**EXERCISE GOAL**
Starting at the line that contains "TARGET: wooden table" and ending at the end of the material below, write out every line again with the requests included. Scale only the coordinates in the answers by 1.15, rounding each to a whole number with halves rounded up, and leave the pictures out.
○ ○ ○ ○
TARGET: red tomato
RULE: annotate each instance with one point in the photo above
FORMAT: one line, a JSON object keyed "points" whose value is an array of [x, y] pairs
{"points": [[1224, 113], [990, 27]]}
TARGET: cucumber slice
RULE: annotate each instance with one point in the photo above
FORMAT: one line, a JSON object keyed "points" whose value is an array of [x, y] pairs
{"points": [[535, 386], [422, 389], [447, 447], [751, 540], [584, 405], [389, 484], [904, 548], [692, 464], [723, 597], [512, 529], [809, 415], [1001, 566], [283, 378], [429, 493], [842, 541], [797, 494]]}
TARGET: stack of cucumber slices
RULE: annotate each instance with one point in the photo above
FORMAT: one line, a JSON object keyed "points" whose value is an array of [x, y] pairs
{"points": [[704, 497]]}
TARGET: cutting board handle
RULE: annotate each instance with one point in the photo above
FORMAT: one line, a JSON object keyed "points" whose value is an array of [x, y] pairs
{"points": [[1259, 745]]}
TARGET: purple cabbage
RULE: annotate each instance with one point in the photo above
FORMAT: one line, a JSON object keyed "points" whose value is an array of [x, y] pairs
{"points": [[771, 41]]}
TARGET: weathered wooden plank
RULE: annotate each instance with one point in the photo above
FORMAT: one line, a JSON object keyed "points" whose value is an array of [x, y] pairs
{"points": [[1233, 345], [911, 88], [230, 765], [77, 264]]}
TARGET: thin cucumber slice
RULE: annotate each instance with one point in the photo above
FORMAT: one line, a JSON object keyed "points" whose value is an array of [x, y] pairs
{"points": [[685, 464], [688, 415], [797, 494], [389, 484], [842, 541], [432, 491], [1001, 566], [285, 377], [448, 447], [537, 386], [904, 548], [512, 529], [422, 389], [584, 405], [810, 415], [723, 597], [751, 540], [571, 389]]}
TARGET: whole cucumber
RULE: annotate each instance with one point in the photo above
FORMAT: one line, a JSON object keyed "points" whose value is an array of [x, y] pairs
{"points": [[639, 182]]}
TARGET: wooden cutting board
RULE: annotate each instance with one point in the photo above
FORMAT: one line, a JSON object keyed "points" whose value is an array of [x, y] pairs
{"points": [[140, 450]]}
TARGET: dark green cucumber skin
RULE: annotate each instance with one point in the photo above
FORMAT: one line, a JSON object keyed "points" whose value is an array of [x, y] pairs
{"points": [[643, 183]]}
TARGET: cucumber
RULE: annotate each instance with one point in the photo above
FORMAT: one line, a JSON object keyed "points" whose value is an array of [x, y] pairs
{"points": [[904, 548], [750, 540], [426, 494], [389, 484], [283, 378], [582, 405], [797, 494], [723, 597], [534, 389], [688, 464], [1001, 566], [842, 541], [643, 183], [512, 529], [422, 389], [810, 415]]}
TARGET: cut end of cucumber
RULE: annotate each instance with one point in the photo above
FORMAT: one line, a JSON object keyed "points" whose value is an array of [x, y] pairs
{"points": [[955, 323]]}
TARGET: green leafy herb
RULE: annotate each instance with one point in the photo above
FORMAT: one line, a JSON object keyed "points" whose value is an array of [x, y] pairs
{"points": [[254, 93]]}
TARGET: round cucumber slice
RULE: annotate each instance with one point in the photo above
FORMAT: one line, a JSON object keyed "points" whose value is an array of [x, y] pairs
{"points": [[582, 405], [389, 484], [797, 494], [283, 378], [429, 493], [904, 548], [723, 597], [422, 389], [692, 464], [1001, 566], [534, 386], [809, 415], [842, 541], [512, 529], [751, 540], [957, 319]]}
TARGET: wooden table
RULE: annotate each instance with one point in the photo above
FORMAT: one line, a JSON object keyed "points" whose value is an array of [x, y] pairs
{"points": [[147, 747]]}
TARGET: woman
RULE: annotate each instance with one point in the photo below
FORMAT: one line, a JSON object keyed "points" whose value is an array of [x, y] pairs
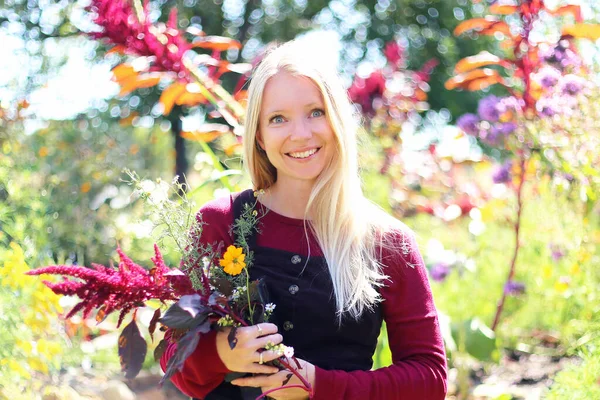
○ ○ ○ ○
**SOLUTION**
TARGET: wooden table
RULE: annotate each instance with one point in the photo above
FORMAT: one line, a JSON object keyed "points" whose value is an array of [x, y] pairs
{"points": [[169, 859]]}
TARGET: woman
RULE: annotate each instance with one point in the photo below
FORMAT: one line, a JSON object keyed "points" whose value is an array of [x, y] pairs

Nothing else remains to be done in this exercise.